> [Exercise] How many lines in the rows below contain the string "foreground"? Reply with the number alone.
>> BEGIN Records provided
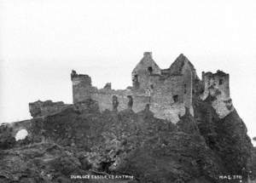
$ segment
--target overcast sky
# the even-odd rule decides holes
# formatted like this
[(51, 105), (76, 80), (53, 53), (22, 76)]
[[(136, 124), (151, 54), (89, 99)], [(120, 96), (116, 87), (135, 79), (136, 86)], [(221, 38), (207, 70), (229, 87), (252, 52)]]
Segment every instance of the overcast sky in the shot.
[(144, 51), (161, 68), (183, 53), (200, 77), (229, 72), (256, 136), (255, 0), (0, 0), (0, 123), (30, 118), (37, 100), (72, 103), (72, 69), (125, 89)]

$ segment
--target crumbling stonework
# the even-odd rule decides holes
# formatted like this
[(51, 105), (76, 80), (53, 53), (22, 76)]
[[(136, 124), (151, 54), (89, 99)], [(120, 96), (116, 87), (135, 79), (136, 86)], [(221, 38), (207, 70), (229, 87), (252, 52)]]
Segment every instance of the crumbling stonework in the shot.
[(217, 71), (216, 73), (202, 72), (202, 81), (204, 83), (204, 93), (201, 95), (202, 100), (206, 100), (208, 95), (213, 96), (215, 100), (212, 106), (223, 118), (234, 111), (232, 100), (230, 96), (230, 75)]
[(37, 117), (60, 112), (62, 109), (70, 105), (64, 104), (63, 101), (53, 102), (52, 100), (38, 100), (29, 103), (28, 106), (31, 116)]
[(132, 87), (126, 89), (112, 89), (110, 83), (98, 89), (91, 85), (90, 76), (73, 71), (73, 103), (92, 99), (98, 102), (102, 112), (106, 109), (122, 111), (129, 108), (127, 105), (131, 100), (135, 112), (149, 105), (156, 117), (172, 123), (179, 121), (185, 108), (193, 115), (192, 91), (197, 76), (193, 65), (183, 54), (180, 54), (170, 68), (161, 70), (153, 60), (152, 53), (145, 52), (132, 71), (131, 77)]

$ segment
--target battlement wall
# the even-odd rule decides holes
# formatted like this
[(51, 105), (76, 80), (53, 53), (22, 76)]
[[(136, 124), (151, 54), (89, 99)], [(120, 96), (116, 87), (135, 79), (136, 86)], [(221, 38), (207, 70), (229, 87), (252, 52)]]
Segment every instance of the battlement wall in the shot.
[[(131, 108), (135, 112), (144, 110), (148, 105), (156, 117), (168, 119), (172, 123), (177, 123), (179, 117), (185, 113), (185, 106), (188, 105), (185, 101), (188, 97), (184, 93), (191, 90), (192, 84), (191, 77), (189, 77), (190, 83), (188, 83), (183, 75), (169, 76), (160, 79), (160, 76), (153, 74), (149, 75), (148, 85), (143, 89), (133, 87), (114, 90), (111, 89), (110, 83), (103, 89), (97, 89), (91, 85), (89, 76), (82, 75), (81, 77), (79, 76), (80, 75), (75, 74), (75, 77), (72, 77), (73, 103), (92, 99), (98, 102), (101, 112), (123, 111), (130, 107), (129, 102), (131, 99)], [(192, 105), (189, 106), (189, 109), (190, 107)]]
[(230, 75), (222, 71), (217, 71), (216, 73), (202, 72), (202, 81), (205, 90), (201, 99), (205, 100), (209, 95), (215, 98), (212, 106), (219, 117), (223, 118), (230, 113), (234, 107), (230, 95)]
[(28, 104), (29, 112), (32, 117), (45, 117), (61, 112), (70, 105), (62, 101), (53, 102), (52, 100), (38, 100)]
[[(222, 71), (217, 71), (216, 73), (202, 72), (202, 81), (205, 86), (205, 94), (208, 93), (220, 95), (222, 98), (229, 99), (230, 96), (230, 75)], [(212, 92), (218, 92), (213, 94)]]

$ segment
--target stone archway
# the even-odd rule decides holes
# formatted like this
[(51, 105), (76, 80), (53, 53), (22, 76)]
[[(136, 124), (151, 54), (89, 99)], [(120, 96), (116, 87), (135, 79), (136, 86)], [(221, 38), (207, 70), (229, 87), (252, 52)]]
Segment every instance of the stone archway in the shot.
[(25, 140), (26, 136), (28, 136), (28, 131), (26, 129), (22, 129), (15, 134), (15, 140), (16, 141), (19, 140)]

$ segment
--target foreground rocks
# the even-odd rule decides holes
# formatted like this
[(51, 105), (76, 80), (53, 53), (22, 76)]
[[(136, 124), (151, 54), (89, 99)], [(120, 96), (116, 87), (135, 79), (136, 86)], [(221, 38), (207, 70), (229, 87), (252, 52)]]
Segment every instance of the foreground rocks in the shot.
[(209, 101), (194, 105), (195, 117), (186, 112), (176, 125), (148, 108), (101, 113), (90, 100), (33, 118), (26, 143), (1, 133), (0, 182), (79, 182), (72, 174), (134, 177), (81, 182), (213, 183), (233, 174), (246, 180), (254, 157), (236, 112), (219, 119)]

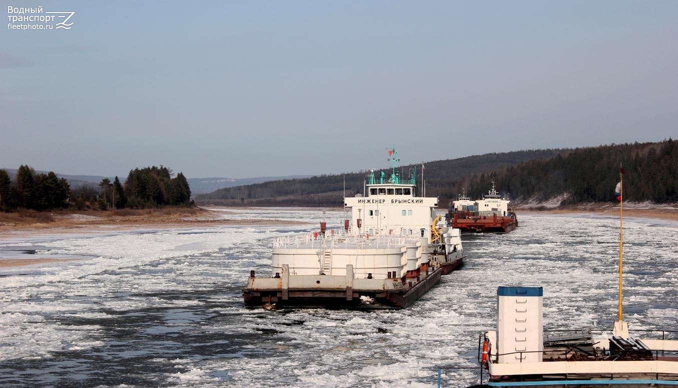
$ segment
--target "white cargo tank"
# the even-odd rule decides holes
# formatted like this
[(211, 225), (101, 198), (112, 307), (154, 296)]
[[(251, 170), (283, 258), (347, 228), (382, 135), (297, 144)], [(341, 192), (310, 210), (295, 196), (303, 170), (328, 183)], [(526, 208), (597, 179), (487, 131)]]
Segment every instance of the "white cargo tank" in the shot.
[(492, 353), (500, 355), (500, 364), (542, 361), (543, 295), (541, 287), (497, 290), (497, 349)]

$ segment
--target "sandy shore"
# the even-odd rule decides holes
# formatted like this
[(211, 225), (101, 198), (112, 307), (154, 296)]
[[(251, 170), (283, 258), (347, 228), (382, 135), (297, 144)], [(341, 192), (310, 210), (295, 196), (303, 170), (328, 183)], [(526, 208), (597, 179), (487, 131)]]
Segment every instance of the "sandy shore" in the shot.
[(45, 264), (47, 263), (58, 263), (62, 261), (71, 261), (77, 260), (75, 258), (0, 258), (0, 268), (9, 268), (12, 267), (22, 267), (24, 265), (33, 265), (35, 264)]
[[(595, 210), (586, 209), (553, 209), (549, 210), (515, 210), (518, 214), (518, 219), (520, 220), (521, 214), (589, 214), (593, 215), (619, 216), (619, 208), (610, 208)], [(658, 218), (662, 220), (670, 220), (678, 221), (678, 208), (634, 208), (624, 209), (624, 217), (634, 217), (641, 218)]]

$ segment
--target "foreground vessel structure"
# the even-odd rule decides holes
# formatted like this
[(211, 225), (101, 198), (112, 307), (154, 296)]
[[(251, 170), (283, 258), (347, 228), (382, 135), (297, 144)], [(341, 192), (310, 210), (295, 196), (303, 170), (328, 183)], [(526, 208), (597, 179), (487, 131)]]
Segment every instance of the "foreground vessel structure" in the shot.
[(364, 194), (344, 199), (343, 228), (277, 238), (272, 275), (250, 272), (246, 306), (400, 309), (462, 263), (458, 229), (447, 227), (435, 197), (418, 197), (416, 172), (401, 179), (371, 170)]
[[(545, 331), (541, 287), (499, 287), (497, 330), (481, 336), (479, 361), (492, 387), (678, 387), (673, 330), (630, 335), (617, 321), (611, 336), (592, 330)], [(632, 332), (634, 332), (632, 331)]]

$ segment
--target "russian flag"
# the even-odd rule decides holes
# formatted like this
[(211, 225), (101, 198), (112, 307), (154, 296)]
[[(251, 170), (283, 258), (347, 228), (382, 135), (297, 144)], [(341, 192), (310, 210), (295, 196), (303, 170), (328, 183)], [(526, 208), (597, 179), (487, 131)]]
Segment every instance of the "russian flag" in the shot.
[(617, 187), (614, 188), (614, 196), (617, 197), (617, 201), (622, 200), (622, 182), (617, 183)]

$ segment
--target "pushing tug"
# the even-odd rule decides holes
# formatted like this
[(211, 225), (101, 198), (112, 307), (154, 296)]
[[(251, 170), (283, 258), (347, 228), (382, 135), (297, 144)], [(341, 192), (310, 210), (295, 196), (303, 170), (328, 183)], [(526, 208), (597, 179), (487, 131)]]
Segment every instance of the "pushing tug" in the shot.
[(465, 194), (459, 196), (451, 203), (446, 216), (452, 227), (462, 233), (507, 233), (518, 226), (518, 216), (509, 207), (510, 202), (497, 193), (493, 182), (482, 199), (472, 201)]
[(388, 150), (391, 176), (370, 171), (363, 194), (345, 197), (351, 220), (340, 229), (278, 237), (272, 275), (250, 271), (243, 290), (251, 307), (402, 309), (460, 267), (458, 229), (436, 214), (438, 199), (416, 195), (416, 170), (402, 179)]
>> END Records provided
>> BEGIN Records provided
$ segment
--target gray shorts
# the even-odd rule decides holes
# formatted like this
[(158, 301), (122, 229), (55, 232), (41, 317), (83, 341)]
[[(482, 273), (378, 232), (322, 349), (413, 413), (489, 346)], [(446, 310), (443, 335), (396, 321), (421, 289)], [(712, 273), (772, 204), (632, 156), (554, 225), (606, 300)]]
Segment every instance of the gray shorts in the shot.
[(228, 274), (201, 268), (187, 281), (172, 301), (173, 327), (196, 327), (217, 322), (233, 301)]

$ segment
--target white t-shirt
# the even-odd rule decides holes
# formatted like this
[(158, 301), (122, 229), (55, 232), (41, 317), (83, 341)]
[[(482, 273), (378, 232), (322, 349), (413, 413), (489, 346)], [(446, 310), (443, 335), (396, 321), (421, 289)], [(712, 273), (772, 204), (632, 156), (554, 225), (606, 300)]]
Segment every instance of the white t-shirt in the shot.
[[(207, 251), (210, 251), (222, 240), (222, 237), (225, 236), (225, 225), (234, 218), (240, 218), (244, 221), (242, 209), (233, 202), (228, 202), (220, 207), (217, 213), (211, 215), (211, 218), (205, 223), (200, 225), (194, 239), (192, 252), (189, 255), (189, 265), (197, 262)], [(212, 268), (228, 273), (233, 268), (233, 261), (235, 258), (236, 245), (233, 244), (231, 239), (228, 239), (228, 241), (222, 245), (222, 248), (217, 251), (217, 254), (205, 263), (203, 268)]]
>> END Records provided
> [Solved exercise] 4